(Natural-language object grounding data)
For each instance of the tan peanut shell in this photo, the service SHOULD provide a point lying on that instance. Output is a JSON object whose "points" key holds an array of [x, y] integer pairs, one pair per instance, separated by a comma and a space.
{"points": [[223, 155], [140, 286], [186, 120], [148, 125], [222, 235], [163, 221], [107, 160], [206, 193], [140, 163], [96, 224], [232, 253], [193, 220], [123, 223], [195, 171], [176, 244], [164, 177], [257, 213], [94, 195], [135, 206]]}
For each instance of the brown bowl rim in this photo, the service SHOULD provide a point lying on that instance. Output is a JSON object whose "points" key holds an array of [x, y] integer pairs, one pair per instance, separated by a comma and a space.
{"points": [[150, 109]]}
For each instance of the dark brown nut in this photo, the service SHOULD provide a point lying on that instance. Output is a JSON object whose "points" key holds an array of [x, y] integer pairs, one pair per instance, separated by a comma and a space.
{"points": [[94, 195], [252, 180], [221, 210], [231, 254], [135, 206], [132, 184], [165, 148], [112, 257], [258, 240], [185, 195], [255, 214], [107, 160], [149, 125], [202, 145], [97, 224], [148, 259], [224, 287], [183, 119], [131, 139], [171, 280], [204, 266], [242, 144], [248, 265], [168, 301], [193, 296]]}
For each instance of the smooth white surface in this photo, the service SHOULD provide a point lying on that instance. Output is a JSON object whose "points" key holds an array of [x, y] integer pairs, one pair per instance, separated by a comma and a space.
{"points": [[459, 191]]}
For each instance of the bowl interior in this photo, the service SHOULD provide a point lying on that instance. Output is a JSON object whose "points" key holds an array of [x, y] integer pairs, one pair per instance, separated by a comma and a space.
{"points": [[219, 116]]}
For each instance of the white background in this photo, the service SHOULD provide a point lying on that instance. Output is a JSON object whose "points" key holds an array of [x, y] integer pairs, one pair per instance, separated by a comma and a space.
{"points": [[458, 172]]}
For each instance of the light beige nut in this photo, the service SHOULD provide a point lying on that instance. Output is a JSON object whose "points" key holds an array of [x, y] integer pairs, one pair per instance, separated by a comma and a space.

→ **TASK GOAL**
All of the records above are to be returned exactly as they stand.

→ **RESULT OF THIS TASK**
For each instance of the tan peanut shell in this photo, the service SHOULD provide a point lying on that instance. Output is a JSON object whose "points" key holds an array of [x, y] integer pairs, one pair per instance, separated by a comma and a space.
{"points": [[223, 155], [140, 286], [186, 120], [148, 125], [222, 235], [163, 221], [107, 160], [206, 193], [140, 163], [96, 224], [232, 253], [193, 220], [123, 223], [195, 171], [176, 244], [164, 177], [257, 213], [94, 195], [135, 206]]}
For each instance of the brown bowl rim in this photo, the service SHOULD provide a point lying on that instance. Output is a JSON object whose "points" key holds an array of [x, y] integer pairs, one pair per instance, separated by a comma and a space.
{"points": [[150, 109]]}
For each instance of the dark brown nut in this photo, the service SHOULD provide a point lying on that instance. Output is a JSON object whose "points" key holds an array of [x, y] integer pairs, one pair per instance, separated by a comma and a space.
{"points": [[94, 195], [252, 180], [221, 210], [231, 254], [135, 206], [132, 184], [165, 148], [112, 257], [258, 240], [185, 195], [255, 214], [107, 160], [149, 125], [202, 145], [97, 224], [148, 259], [224, 287], [183, 119], [131, 139], [171, 280], [204, 266], [242, 144], [248, 265], [168, 301], [193, 296]]}
For each instance of the smooth white surface in this photo, the service SHOULD provide a point lying on that instance. Output is a JSON object whose "points" key holds an array of [x, y] integer pairs, one pair per instance, separated by a comma and a space.
{"points": [[459, 191]]}
For each instance of the bowl interior in this photo, the service SHOULD provide a point lying on that instance. Output is a JSON object whose "points" key holds an array of [x, y] integer pairs, one pair per instance, separated by a comma and a space.
{"points": [[219, 116]]}
For each instance of the white background in this photo, the service SHOULD provide a point lying on that instance. Output is a JSON object whose "points" key holds an array of [x, y] integer pairs, one pair per instance, separated by a comma and a space.
{"points": [[458, 172]]}
For each instance of the light beige nut in this photo, the service SHOULD provide a point lying on that instance. Output is a JSON object whose "points" key holds an array of [x, y] integer pairs, one pair per instance, separated by a comma and a space.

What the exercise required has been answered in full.